WRITTEN REQUEST: Please render the rows below as a two-column CSV with the headers phrase and markers, one CSV line per row, starting with the line containing "Phrase: patchy snow" and going on through the end of the rows. Put each phrase and its answer in a single quoted field, replacing any line breaks with spaces.

STORED RECORDS:
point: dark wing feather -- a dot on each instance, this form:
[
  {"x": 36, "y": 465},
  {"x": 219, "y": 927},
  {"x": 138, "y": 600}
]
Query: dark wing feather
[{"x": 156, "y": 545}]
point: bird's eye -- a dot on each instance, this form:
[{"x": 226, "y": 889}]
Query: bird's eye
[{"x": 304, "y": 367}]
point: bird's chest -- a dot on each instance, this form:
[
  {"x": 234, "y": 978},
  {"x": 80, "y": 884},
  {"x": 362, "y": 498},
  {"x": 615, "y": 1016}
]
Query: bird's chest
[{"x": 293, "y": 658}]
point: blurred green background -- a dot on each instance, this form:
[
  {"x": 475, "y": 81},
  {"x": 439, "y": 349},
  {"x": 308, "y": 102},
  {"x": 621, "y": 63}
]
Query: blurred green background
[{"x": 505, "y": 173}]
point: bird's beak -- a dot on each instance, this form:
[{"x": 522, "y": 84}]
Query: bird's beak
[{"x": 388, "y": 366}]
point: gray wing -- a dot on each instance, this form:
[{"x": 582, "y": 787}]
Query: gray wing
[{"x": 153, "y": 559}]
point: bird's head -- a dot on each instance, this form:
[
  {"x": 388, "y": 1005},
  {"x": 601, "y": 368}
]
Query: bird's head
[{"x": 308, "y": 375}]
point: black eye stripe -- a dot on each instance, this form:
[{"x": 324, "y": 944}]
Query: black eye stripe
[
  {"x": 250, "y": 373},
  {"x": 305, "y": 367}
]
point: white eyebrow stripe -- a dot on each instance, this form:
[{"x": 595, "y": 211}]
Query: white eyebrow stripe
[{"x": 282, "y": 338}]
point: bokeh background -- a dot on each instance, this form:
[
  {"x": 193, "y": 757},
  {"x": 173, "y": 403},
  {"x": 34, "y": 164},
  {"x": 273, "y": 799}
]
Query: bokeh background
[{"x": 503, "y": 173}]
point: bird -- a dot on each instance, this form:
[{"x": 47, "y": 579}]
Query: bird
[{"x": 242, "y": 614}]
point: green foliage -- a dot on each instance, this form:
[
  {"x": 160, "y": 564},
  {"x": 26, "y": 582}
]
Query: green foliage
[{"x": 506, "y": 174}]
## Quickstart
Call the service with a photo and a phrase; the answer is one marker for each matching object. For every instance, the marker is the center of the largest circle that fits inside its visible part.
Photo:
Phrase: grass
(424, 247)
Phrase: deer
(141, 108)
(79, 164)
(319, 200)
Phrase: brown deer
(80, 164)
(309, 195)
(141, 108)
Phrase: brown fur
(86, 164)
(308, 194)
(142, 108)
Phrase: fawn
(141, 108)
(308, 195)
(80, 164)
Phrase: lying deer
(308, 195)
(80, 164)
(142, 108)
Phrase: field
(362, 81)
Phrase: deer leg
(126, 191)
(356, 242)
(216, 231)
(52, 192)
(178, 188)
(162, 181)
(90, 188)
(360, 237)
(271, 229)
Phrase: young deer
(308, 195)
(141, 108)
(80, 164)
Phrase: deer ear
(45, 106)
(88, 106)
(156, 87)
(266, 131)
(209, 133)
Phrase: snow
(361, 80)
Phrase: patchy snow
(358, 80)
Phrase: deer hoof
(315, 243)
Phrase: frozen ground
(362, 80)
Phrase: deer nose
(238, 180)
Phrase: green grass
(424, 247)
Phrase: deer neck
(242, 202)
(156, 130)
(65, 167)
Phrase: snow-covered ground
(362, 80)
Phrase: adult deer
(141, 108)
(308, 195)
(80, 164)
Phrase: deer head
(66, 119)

SOLUTION:
phrase,markers
"Phrase: patchy snow","(358, 80)"
"Phrase: deer hoof","(315, 243)"
"Phrase: frozen ground","(362, 80)"
"Phrase: deer nose","(238, 180)"
"Phrase: green grass","(424, 247)"
"Phrase: deer neck","(242, 202) (156, 130) (65, 167)"
"Phrase: snow-covered ground","(362, 80)"
"Phrase: adult deer","(141, 108) (308, 195) (80, 164)"
"Phrase: deer head","(66, 119)"